-- Begin DATA FOR THIS TASK --

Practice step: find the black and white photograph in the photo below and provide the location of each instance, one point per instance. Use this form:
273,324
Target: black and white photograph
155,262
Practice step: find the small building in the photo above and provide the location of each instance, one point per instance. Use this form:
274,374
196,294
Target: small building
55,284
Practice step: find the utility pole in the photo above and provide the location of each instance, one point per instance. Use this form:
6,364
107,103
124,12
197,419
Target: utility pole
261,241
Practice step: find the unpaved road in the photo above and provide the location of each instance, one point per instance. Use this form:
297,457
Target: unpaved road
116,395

-- End DATA FOR THIS TASK --

SHORT PROBLEM: Lay out every line of the entries above as a Markdown table with the columns Row and Line, numbering each row and skipping blank lines.

ANSWER FOR THE TASK:
| Row | Line |
|---|---|
| 1 | Practice step: find the black and white photograph in the photo below and provide the location of each instance, one point per instance. Use this form: |
| 2 | 273,324 |
| 3 | Target: black and white photograph |
| 4 | 155,262 |
| 5 | Practice step: find the small building in the photo above and provide the location of each instance, one point per instance. Use this form: |
| 6 | 274,374 |
| 7 | 196,294 |
| 8 | Target: small building |
| 9 | 55,284 |
| 10 | Practice step: find the utility pole in the photo above and provide the location of each instance, one point per instance. Use this form: |
| 11 | 6,364 |
| 12 | 107,103 |
| 13 | 124,12 |
| 14 | 197,419 |
| 15 | Target: utility pole |
| 16 | 261,241 |
| 17 | Practice step: find the unpaved road in the photo above and provide the location of each instance, one point per instance. Use this form: |
| 18 | 297,457 |
| 19 | Target: unpaved road |
| 20 | 116,395 |